Task brief:
Each line of the listing where the string "below" appears is to be identified and copied.

Exercise input:
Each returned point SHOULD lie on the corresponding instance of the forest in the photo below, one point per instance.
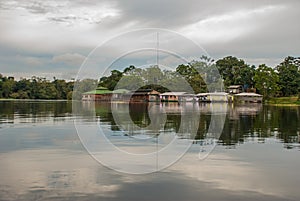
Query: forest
(202, 75)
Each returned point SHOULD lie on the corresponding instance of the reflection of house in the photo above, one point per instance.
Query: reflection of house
(100, 94)
(144, 95)
(235, 89)
(248, 97)
(213, 97)
(171, 96)
(202, 97)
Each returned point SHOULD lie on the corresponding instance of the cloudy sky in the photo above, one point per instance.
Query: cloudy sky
(52, 38)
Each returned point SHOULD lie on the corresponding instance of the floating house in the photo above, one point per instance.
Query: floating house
(248, 97)
(119, 94)
(144, 95)
(171, 96)
(213, 97)
(99, 94)
(187, 98)
(235, 89)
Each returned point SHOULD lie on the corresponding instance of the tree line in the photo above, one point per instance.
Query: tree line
(200, 76)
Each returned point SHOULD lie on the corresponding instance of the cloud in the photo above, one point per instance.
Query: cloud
(69, 59)
(246, 29)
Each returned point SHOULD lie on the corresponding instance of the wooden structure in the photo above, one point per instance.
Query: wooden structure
(248, 97)
(99, 94)
(213, 97)
(235, 89)
(171, 96)
(143, 95)
(119, 94)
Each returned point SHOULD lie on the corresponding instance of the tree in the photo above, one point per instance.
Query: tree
(289, 76)
(111, 81)
(235, 72)
(266, 80)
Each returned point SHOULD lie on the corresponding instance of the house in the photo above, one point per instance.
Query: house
(213, 97)
(171, 96)
(99, 94)
(187, 98)
(119, 94)
(202, 97)
(235, 89)
(248, 97)
(143, 95)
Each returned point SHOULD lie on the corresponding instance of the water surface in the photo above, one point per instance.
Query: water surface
(42, 158)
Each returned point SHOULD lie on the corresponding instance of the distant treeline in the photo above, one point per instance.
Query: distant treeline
(201, 76)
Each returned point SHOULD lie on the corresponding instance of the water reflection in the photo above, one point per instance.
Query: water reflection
(242, 123)
(41, 157)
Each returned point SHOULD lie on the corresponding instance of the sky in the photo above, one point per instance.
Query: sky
(53, 38)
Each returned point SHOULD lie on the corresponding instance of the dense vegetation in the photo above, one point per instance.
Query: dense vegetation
(278, 81)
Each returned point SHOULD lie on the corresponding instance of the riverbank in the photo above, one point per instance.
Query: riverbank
(285, 101)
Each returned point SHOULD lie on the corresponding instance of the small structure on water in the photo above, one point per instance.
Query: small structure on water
(144, 95)
(119, 94)
(248, 97)
(213, 97)
(171, 96)
(235, 89)
(99, 94)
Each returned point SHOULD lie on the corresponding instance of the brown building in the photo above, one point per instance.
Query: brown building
(144, 95)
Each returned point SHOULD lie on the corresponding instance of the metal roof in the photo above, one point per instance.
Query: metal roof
(248, 94)
(173, 93)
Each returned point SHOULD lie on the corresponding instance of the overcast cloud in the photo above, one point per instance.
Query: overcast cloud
(52, 38)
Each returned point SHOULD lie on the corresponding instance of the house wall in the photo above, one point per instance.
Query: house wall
(102, 97)
(215, 98)
(248, 99)
(170, 98)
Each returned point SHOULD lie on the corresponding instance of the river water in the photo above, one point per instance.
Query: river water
(254, 157)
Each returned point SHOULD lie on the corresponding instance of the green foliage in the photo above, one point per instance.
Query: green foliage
(236, 72)
(34, 88)
(289, 76)
(197, 76)
(266, 80)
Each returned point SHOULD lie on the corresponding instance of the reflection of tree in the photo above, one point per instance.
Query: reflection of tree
(242, 123)
(35, 110)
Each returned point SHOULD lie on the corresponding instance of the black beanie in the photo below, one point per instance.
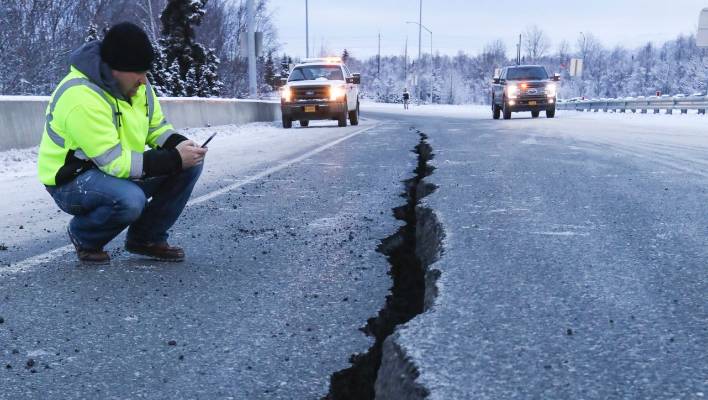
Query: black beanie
(126, 47)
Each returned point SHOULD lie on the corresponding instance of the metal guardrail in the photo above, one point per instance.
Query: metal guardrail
(641, 104)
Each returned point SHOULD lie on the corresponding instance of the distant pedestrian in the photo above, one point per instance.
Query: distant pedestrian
(92, 157)
(406, 98)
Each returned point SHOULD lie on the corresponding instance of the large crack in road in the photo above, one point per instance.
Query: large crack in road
(414, 247)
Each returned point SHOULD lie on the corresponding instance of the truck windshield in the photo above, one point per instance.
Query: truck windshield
(526, 74)
(314, 72)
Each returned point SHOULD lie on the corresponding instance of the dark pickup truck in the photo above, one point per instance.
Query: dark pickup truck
(524, 88)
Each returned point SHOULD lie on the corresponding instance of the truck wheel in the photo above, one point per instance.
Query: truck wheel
(287, 122)
(342, 119)
(507, 111)
(354, 116)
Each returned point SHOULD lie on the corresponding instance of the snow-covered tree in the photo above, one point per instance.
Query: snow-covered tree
(191, 66)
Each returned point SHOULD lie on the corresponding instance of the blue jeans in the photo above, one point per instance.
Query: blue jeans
(103, 205)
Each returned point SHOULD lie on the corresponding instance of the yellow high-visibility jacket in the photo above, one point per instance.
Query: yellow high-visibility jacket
(87, 127)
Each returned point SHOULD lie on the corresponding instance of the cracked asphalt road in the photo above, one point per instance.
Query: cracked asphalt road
(281, 275)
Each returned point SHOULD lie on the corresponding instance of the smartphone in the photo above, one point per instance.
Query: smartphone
(209, 140)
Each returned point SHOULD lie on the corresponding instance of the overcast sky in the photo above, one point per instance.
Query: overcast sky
(469, 25)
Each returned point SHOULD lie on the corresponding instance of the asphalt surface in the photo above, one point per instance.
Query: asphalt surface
(281, 275)
(574, 264)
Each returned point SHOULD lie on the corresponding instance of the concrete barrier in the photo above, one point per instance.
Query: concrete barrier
(22, 117)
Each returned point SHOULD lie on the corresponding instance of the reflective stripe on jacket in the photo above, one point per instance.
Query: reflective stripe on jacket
(86, 126)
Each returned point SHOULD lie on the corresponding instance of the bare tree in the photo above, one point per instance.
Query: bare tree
(535, 43)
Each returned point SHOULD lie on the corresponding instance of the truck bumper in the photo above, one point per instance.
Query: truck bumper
(312, 110)
(532, 104)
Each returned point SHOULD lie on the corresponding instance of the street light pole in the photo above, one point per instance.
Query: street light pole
(420, 36)
(251, 35)
(582, 52)
(420, 27)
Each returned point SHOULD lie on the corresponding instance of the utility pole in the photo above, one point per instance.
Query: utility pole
(152, 21)
(518, 52)
(307, 30)
(405, 64)
(378, 58)
(251, 18)
(420, 37)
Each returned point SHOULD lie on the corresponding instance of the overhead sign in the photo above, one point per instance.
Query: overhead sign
(702, 35)
(576, 67)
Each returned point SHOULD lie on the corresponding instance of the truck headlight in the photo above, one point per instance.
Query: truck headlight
(336, 92)
(512, 91)
(286, 94)
(551, 90)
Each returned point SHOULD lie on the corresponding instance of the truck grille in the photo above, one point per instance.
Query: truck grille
(310, 93)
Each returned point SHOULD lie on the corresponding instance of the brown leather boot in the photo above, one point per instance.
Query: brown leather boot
(161, 251)
(93, 256)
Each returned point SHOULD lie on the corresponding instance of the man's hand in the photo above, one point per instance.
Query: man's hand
(191, 154)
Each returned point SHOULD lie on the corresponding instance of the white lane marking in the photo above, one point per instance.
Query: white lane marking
(30, 263)
(274, 169)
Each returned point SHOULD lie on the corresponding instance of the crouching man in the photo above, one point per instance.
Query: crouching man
(92, 157)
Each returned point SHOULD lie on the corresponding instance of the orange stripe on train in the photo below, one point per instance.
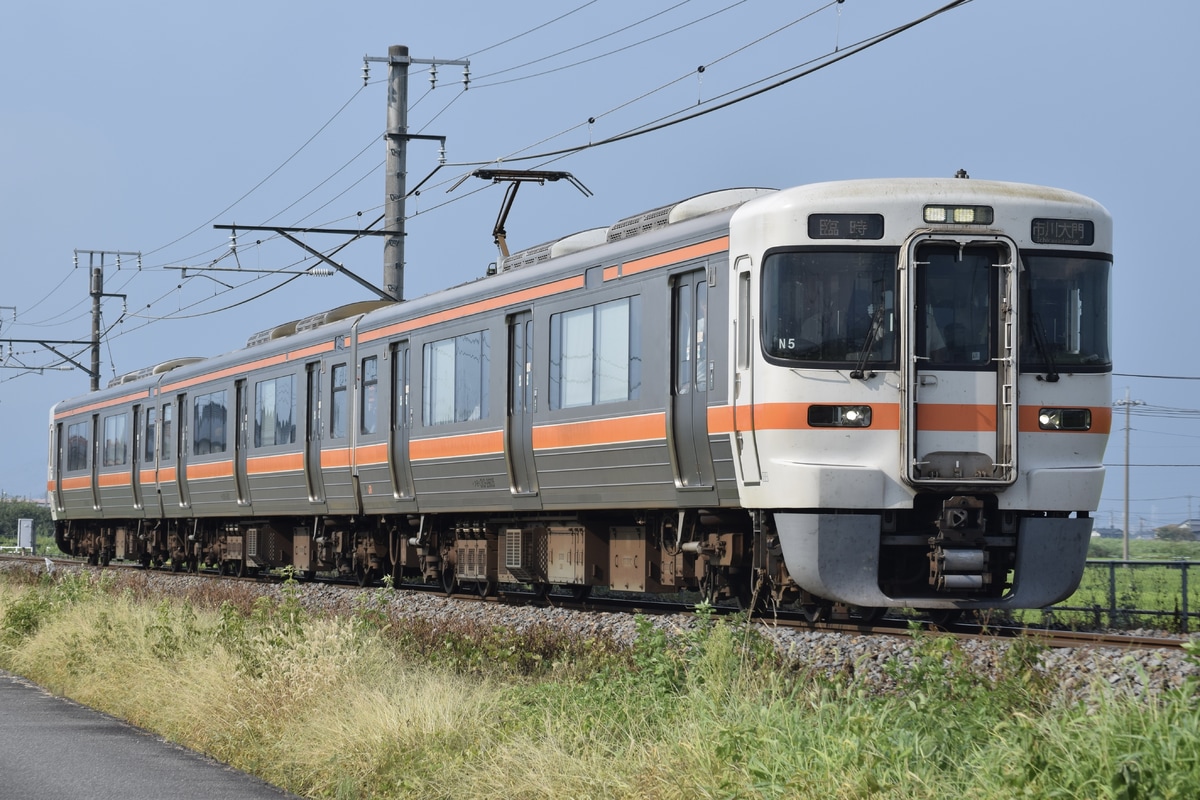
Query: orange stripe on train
(600, 432)
(490, 443)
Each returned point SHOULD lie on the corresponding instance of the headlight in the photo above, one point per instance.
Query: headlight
(1065, 419)
(840, 416)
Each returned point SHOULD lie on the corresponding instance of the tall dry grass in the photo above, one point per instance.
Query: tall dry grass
(367, 705)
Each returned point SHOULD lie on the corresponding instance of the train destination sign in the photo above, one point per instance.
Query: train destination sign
(1079, 233)
(845, 226)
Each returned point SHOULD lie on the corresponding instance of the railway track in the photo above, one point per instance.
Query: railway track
(617, 605)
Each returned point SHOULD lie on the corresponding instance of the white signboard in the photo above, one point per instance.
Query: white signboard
(25, 534)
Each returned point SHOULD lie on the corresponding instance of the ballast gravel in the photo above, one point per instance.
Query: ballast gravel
(1081, 674)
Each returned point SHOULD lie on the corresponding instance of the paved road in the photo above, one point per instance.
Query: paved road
(57, 750)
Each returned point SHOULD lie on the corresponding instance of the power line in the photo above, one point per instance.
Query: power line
(832, 58)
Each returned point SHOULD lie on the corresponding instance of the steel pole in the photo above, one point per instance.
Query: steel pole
(396, 168)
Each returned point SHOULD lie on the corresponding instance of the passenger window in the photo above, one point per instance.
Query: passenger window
(209, 423)
(595, 354)
(168, 432)
(370, 402)
(275, 411)
(117, 439)
(77, 446)
(337, 402)
(148, 457)
(455, 382)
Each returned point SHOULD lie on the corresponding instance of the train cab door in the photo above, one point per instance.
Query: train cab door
(960, 411)
(181, 447)
(312, 438)
(521, 405)
(745, 440)
(241, 443)
(401, 422)
(97, 444)
(59, 459)
(691, 377)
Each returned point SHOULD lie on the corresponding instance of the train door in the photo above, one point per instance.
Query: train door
(521, 402)
(241, 443)
(97, 443)
(401, 422)
(181, 432)
(136, 459)
(59, 457)
(961, 407)
(312, 439)
(743, 379)
(691, 378)
(150, 453)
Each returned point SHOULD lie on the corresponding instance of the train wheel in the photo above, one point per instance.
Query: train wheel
(449, 581)
(945, 617)
(865, 614)
(815, 612)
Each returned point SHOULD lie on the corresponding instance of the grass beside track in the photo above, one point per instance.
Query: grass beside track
(370, 705)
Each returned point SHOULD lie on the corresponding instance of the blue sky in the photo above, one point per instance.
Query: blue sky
(137, 126)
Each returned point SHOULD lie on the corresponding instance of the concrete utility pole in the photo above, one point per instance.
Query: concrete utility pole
(397, 138)
(1125, 536)
(97, 292)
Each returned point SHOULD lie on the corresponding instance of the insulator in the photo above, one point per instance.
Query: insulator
(961, 582)
(960, 560)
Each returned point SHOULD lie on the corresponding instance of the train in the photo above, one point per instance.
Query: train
(843, 397)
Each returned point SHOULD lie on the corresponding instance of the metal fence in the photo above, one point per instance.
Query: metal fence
(1133, 594)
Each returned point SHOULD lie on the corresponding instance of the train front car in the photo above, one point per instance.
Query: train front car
(923, 383)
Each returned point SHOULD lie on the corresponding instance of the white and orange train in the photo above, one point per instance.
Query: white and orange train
(864, 394)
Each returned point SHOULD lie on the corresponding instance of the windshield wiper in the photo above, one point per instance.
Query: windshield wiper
(865, 353)
(1039, 341)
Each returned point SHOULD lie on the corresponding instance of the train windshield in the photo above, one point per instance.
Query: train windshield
(831, 307)
(1066, 313)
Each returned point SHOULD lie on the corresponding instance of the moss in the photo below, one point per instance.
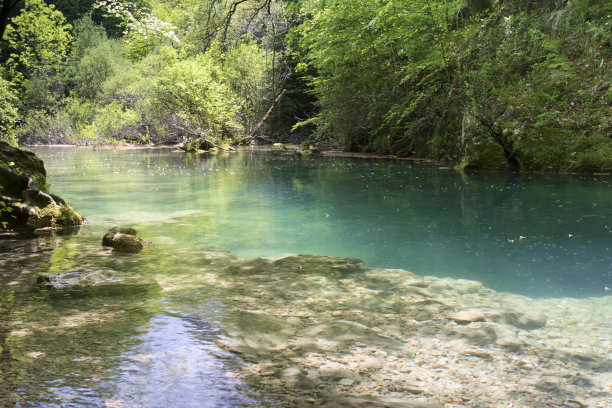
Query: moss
(486, 155)
(54, 217)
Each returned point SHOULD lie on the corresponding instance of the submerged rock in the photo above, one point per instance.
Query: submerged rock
(26, 206)
(467, 316)
(123, 240)
(302, 264)
(74, 280)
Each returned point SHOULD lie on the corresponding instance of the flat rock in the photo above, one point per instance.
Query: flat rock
(123, 240)
(467, 316)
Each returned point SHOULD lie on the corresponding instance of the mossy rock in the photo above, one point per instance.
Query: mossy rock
(20, 170)
(486, 155)
(123, 240)
(301, 264)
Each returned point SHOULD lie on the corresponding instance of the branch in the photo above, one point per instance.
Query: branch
(261, 122)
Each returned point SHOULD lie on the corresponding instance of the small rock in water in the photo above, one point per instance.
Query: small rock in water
(467, 316)
(123, 240)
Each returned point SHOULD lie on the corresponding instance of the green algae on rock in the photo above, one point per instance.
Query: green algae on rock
(123, 240)
(25, 205)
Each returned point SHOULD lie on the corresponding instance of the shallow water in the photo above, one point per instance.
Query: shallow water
(391, 214)
(187, 322)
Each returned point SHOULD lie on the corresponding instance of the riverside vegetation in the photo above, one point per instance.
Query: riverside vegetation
(491, 84)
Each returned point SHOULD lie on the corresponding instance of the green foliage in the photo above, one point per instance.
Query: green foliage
(462, 81)
(246, 72)
(39, 40)
(8, 112)
(109, 122)
(193, 99)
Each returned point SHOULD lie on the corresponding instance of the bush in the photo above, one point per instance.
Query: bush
(191, 98)
(8, 112)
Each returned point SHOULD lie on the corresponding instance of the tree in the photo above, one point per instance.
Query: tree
(8, 6)
(39, 39)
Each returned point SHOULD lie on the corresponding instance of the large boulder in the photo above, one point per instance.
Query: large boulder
(25, 205)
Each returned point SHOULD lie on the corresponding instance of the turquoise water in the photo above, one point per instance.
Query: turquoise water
(537, 235)
(194, 321)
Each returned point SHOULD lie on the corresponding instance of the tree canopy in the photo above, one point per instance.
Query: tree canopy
(505, 84)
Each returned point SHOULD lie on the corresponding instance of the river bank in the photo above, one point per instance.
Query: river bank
(310, 331)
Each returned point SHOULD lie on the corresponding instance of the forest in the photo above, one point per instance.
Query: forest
(479, 84)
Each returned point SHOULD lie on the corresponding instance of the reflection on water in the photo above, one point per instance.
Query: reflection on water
(539, 235)
(187, 322)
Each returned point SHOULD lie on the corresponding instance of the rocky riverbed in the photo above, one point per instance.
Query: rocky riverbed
(322, 331)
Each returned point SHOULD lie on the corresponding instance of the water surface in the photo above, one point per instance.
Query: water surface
(192, 321)
(538, 235)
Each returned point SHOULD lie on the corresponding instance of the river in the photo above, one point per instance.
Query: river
(198, 319)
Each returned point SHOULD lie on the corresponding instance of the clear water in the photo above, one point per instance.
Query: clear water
(149, 336)
(538, 235)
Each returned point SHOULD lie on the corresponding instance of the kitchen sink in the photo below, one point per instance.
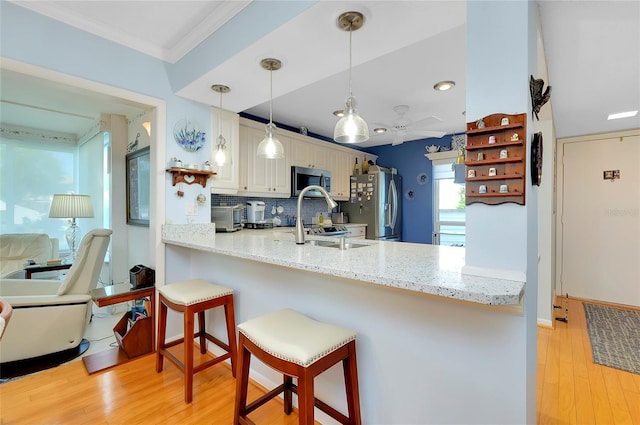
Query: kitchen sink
(333, 244)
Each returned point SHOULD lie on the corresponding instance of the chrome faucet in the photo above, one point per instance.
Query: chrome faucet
(299, 227)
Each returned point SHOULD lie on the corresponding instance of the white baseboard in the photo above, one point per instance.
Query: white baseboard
(545, 323)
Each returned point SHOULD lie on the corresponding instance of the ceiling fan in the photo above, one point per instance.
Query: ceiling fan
(404, 128)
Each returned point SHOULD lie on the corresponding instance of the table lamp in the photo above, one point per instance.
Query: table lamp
(71, 206)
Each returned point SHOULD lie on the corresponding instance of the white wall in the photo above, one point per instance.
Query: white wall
(598, 223)
(546, 199)
(421, 359)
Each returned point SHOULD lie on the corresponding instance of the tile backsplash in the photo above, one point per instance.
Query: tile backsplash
(310, 207)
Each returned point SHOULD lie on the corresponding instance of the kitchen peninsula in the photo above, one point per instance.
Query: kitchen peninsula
(434, 346)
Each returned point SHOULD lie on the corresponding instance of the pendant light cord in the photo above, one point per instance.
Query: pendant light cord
(220, 116)
(271, 94)
(350, 54)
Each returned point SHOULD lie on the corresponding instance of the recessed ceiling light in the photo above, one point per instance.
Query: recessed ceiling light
(619, 115)
(444, 85)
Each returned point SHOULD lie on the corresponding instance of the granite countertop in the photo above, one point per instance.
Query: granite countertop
(428, 269)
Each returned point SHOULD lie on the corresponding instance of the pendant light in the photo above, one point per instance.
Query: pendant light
(220, 156)
(351, 128)
(270, 147)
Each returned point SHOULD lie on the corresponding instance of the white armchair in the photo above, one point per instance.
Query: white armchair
(51, 315)
(16, 249)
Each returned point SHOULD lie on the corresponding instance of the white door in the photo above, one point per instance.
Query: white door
(601, 221)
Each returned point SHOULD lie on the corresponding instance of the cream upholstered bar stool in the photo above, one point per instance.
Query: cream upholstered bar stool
(298, 347)
(190, 297)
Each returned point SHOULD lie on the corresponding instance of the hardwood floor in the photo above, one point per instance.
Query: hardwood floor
(574, 390)
(571, 390)
(132, 393)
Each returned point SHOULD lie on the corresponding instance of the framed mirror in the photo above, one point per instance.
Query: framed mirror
(138, 166)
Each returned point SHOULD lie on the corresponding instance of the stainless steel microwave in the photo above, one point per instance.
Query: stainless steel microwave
(227, 218)
(302, 177)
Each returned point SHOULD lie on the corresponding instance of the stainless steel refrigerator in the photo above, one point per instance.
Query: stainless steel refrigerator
(375, 200)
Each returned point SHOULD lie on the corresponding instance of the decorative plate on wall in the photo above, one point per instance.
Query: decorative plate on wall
(422, 178)
(189, 135)
(409, 194)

Solution:
Each returned point SHOULD lie on the corresponding instance of the forest in the photo below, one point per instance.
Each returned point SHOULD lie on the corresponding instance of the black beanie in the photo below, one point per instance.
Each returned point SHOULD lie on the corresponding instance of the orange stripe on train in the photo below, one point per instance.
Each returned point SHOULD lie on the corresponding instance of the moss in the photo below, one point per instance.
Each returned point SHOULD lie on the corresponding instance of the kitchen sink in the photo below, one point per instance.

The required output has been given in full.